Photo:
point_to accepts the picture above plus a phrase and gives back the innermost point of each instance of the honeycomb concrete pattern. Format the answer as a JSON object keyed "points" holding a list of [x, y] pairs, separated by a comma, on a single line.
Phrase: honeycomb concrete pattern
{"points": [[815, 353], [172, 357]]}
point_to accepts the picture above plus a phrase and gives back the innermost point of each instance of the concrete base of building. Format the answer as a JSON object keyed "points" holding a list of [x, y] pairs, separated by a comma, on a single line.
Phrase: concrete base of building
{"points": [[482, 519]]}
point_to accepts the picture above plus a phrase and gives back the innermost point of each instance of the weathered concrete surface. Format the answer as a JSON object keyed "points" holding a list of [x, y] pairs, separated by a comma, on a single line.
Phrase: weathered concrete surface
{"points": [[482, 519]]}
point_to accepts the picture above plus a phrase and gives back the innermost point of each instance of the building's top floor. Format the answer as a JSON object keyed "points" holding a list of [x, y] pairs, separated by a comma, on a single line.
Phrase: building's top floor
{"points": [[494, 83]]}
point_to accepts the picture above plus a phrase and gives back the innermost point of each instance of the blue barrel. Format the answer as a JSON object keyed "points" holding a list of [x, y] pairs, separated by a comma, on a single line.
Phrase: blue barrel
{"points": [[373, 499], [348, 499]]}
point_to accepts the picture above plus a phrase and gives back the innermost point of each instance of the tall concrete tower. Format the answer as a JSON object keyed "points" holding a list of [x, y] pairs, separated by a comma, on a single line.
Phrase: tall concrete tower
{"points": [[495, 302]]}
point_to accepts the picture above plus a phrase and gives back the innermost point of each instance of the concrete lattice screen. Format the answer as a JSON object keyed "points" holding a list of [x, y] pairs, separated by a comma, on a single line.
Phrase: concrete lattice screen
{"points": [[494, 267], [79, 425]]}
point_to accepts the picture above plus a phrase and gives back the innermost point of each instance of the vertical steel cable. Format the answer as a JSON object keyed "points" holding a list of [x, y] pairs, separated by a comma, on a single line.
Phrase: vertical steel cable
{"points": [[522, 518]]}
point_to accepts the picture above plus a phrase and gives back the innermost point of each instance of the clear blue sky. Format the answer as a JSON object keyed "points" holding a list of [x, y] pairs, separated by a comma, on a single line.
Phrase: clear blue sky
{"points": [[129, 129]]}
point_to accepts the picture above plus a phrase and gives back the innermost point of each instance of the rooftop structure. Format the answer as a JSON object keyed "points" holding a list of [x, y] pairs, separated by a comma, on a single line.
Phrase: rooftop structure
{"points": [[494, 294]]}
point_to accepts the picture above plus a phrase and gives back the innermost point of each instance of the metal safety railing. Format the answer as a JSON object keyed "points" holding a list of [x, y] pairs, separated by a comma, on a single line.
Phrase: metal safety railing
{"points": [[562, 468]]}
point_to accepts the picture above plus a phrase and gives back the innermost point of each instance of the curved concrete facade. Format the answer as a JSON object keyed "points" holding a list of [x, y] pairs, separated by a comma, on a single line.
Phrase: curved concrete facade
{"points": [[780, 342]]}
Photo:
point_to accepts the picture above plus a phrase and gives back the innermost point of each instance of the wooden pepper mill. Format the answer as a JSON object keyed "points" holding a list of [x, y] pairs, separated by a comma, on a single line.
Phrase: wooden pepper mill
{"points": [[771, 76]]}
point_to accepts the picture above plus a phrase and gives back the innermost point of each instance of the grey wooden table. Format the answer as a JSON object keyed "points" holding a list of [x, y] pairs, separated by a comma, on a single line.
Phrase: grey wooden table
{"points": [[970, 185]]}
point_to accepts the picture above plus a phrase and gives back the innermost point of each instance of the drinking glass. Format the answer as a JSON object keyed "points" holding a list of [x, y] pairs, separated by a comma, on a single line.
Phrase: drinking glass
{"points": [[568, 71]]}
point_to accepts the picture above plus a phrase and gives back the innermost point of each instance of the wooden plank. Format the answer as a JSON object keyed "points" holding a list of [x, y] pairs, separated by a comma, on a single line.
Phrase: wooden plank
-- -- --
TASK GOAL:
Convert all of the material above into a JSON list of strings, with one string for each line and blank lines omitted.

COMPLETED EXERCISE:
[
  "Photo:",
  "point_to accepts the picture above plus a phrase and gives back the innermost point of each instance of the honeycomb concrete pattern. Format the answer as a JSON object keyed \"points\" holding a list of [x, y] pairs, separated by a comma, on a single line.",
  "Phrase: honeycomb concrete pattern",
  "{\"points\": [[815, 353], [172, 357]]}",
  "point_to accepts the picture above plus a phrase and gives back the innermost point of each instance of the concrete base of building. Format the answer as a JSON object keyed \"points\" holding a list of [x, y] pairs, separated by a comma, on a single line.",
  "Phrase: concrete base of building",
  "{\"points\": [[482, 519]]}",
  "point_to accepts the picture above plus a phrase and gives back the innermost point of each instance of the weathered concrete surface. Format the answer as a JSON object keyed \"points\" holding a list of [x, y] pairs, separated by a comma, on a single line.",
  "Phrase: weathered concrete surface",
  "{\"points\": [[482, 519]]}",
  "point_to accepts the picture above plus a phrase and gives back the innermost point of each instance of the building's top floor. Format the answer as a JSON object keyed \"points\" holding a list of [x, y] pairs, separated by a comma, on a single line.",
  "Phrase: building's top floor",
  "{\"points\": [[494, 83]]}",
  "point_to accepts the picture above plus a phrase and gives back the innermost point of each instance of the blue barrel. Format the answer as a JSON object keyed \"points\" holding a list of [x, y] pairs, separated by a comma, on a single line.",
  "Phrase: blue barrel",
  "{\"points\": [[373, 499], [348, 499]]}",
  "point_to accepts the picture above plus a phrase and gives back the innermost point of each instance of the tall concrete tower. Format the answer as a JSON object keyed \"points\" holding a list of [x, y] pairs, separated by a comma, on a single line.",
  "Phrase: tall concrete tower",
  "{\"points\": [[495, 302]]}",
  "point_to accepts the picture above plus a phrase and gives back the innermost point of each instance of the concrete lattice screen. Format the answer as a JSON object keyed \"points\" holding a list of [x, y] pairs, separated by a comma, on a single line.",
  "Phrase: concrete lattice screen",
  "{\"points\": [[494, 267], [79, 425]]}",
  "point_to accepts the picture above plus a phrase and gives back the innermost point of each instance of the vertical steel cable. Format the answer as a JSON object keyed \"points\" holding a list of [x, y] pairs, separated by a comma, on a single line.",
  "Phrase: vertical steel cable",
  "{\"points\": [[522, 518]]}",
  "point_to accepts the picture above plus a phrase and gives back the innermost point of each instance of the clear blue sky. Format the answer as a JSON object keyed \"points\" holding a list of [x, y] pairs, separated by a comma, on a single line.",
  "Phrase: clear blue sky",
  "{\"points\": [[129, 129]]}",
  "point_to accepts the picture above plus a phrase and gives back the innermost point of each instance of the rooftop structure. Format the answer as a JSON object keyed \"points\" holding a list of [x, y] pairs, separated by a comma, on a single line.",
  "Phrase: rooftop structure",
  "{\"points\": [[494, 294]]}",
  "point_to accepts the picture above plus a phrase and gives back the innermost point of each instance of the metal safety railing. Format the answer as a JSON object keyed \"points\" holding a list of [x, y] pairs, separated by a comma, on a single line.",
  "Phrase: metal safety railing",
  "{\"points\": [[562, 468]]}",
  "point_to accepts the picture above plus a phrase and gives back the innermost point of each instance of the curved concrete facade. Format the answer as a JSON object keyed \"points\" holding a list of [x, y] pairs, separated by a comma, on a single line.",
  "Phrase: curved concrete facade",
  "{\"points\": [[780, 342]]}",
  "Photo:",
  "point_to accepts the picture above plus a phrase and gives back the innermost point of each instance of the wooden pepper mill. Format the answer as a JSON object keyed \"points\" holding a list of [x, y] pairs, separated by a comma, on a single line.",
  "Phrase: wooden pepper mill",
  "{\"points\": [[771, 76]]}",
  "point_to accepts the picture above plus a phrase and gives back the innermost point of each instance of the grey wooden table. Format the answer as a JSON object keyed \"points\" holding a list of [x, y] pairs, separated by a comma, on a single line.",
  "Phrase: grey wooden table",
  "{\"points\": [[970, 185]]}",
  "point_to accepts the picture above plus a phrase and gives back the innermost point of each instance of the drinking glass. Format the answer as a JSON object keyed \"points\" holding a list of [x, y] pairs, separated by a comma, on a single line.",
  "Phrase: drinking glass",
  "{\"points\": [[568, 71]]}",
  "point_to accepts the picture above plus a phrase and gives back the innermost point of each instance of the wooden plank. Format the answer as a JSON object keyed \"points\" holding a list of [x, y] pairs, separated by a comma, on a single line.",
  "Phrase: wooden plank"
]